Now it's important to note that in the law of attraction, you should not seek to change personality traits, but change how you can approach situations.
For example, in a throwback to one of my favourite blogs I've written - called "Let Yourself Go" - which I wrote in June 2019, I referred to a true story about a confrontation in public I had that involved me, a guy and a random girl, and how I decided to handle that situation on the spot - with one single word...
I removed myself from the situation immediately.
Everyone wants to leave, but nobody wants to see you do it
Everybody wants to get out of their home towns, and make it in life, but they don't want to see you do it.
Most people say they want you to do well, but when you succeed, they've got no words of praise or they just disappear. That‘s why you must learn to back yourself in every situation, no matter how uncomfortable.
I am not saying do not trust people, just be ready to catch yourself on the rare occasion people prove to be distrustful.
"Catching yourself" in my own words is standing by your morals.
For example, some of mine are:
Keep your promises
Treat others how you want to be treated
... to name a few. These morals will never be compromised no matter if questioned or challenged.
If you stick by your morals and stay true to yourself, where that truth is challenged by another persons behaviour towards you, then you've backed yourself all the way.
Indulging in your desires is not self love
Just because you liked that person doesn't mean they are worthy to take a human shaped space up in your life.
Just because you have a strawberry cheesecake in the fridge, doesn't mean you should eat it all in one sitting. (I can't believe I just called myself out like that)
Self love can be pretty uncomfortable some of the time. It means that we have to stare the worst and ugliest versions of ourselves in the face, when most of us prefer to live in a state of the blissfully unaware, meaning less work for us to do. I've spent 6 years of my life dedicated to self-love and blogging about it, and that's my way of glorifying something that really should not be pretty, but is a form of turning a negative into a positive.
Be nice to everyone, including yourself
Being nice to people is a win-win for everybody. You feel on top of the world, and so does the person on the receiving end of your good deed or kind words.
I've practised this my entire life, as this was how I was brought up, and now becomes one of my major life ethics.

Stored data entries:
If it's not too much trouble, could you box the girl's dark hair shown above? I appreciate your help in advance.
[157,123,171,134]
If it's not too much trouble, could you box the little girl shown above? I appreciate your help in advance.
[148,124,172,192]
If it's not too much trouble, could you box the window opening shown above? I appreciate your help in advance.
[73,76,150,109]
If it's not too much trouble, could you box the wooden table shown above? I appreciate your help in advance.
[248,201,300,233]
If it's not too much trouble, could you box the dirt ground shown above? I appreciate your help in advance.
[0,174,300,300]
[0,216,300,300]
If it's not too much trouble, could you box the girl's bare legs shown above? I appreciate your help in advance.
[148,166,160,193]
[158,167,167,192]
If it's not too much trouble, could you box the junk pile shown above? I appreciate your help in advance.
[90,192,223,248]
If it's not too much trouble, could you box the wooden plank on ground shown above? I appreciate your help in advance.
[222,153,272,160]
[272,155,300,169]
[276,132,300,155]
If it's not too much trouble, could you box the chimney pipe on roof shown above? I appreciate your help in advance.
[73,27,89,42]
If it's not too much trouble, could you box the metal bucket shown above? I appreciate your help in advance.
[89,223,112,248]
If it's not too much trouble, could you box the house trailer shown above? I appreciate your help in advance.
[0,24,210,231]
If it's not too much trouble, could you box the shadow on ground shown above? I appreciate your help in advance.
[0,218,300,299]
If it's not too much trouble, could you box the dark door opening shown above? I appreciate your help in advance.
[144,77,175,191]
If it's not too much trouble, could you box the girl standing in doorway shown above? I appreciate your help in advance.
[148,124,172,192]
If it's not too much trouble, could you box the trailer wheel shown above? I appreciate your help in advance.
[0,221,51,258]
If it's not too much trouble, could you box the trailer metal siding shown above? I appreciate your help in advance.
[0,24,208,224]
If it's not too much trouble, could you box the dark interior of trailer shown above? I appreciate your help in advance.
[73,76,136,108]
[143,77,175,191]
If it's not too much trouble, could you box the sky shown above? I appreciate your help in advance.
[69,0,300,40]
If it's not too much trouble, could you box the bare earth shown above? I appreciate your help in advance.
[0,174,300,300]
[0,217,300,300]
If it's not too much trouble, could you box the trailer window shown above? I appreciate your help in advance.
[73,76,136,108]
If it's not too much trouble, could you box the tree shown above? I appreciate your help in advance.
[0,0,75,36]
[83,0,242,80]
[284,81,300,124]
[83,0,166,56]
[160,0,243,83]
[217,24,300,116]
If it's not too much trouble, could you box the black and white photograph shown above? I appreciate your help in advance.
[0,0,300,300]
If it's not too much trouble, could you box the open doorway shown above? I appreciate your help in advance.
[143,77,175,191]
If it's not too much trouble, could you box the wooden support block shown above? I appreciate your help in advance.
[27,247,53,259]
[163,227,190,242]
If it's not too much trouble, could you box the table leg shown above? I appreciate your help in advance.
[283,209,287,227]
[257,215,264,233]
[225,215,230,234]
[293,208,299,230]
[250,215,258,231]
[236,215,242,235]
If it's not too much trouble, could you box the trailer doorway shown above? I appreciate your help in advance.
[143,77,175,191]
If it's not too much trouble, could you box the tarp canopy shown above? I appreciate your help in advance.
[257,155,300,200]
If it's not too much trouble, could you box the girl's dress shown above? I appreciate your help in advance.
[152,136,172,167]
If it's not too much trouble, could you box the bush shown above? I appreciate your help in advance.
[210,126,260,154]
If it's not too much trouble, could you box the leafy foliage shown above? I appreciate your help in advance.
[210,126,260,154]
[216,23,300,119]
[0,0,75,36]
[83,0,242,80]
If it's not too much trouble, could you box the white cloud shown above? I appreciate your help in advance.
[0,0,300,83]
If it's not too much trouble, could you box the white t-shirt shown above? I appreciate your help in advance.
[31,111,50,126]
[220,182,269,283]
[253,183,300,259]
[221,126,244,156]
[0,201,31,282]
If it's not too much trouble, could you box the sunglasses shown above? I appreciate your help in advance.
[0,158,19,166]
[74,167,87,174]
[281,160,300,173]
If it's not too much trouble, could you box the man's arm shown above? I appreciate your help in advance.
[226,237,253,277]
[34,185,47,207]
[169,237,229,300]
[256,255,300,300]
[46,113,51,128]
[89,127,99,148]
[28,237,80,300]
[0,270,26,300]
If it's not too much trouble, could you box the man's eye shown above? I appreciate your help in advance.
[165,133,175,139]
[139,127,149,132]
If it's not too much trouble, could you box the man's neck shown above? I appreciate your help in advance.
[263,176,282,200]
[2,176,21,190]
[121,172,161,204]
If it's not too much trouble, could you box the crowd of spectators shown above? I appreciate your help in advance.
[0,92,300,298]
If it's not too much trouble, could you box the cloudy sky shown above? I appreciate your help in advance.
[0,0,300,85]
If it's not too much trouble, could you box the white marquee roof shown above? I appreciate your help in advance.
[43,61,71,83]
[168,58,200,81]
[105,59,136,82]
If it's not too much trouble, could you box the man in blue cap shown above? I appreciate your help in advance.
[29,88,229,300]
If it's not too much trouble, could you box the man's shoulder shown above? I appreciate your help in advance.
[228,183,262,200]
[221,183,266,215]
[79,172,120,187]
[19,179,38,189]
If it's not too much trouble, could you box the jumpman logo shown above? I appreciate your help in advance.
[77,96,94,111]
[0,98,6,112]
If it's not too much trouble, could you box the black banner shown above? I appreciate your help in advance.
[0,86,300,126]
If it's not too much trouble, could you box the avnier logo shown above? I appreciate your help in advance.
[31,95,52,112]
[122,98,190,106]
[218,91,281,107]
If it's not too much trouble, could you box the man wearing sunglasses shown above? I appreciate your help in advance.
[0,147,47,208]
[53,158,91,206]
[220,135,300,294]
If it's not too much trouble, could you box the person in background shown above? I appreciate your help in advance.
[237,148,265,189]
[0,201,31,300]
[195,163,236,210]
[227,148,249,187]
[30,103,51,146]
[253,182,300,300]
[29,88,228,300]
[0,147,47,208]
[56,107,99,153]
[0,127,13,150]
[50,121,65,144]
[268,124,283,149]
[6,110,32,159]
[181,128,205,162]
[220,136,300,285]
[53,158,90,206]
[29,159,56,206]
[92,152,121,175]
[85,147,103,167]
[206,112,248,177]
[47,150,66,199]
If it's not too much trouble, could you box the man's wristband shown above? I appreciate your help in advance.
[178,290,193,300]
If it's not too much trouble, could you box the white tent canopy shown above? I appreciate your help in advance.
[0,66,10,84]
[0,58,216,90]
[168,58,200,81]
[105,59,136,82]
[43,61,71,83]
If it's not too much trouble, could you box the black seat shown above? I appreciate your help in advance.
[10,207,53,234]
...
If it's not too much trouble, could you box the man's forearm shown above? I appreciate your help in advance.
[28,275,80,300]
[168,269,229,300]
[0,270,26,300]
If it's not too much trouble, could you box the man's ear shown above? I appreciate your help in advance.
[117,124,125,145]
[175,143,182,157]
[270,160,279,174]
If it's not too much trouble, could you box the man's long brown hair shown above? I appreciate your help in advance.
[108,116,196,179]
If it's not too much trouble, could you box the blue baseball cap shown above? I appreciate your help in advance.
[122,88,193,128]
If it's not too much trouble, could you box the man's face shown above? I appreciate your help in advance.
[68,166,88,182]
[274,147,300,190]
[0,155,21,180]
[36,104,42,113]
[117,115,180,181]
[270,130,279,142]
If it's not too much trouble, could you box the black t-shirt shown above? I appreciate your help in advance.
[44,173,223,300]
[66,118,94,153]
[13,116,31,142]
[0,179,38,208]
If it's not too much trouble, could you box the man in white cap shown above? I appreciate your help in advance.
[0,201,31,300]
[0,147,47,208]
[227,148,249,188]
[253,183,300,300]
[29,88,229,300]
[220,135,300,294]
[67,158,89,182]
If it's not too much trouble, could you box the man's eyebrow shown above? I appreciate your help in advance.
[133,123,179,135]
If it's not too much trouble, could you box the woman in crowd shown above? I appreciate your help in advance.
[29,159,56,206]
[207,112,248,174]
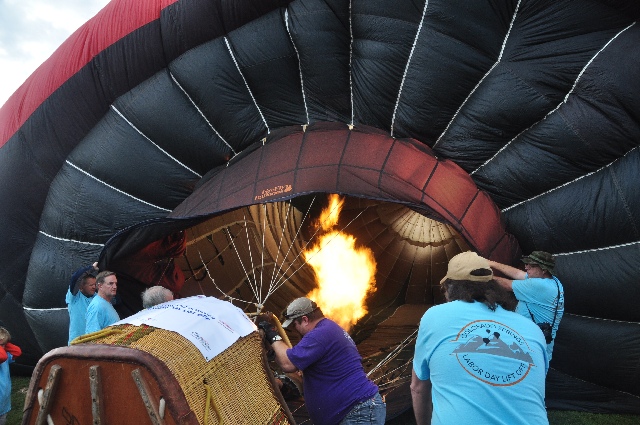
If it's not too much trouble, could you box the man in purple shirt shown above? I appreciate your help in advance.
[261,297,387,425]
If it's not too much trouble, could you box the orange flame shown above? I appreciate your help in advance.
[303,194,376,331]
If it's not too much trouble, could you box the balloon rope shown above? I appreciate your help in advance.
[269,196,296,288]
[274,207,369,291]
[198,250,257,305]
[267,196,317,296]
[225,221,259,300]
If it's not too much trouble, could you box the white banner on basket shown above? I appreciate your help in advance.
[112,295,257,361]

**TASKS TO COMPLETE:**
- a) Please reproduce the portion of the self-love passage that starts with the words "Self love can" and ends with "or kind words.".
- b) List the section headings that appear in the self-love passage.
- c) According to the self-love passage, how many years has the writer spent dedicated to self-love and blogging about it?
These rows were taken from a separate source.

**ANSWERS GIVEN:**
- a)
Self love can be pretty uncomfortable some of the time. It means that we have to stare the worst and ugliest versions of ourselves in the face, when most of us prefer to live in a state of the blissfully unaware, meaning less work for us to do. I've spent 6 years of my life dedicated to self-love and blogging about it, and that's my way of glorifying something that really should not be pretty, but is a form of turning a negative into a positive.
Be nice to everyone, including yourself
Being nice to people is a win-win for everybody. You feel on top of the world, and so does the person on the receiving end of your good deed or kind words.

- b)
Everyone wants to leave, but nobody wants to see you do it
Indulging in your desires is not self love
Be nice to everyone, including yourself

- c) 6 years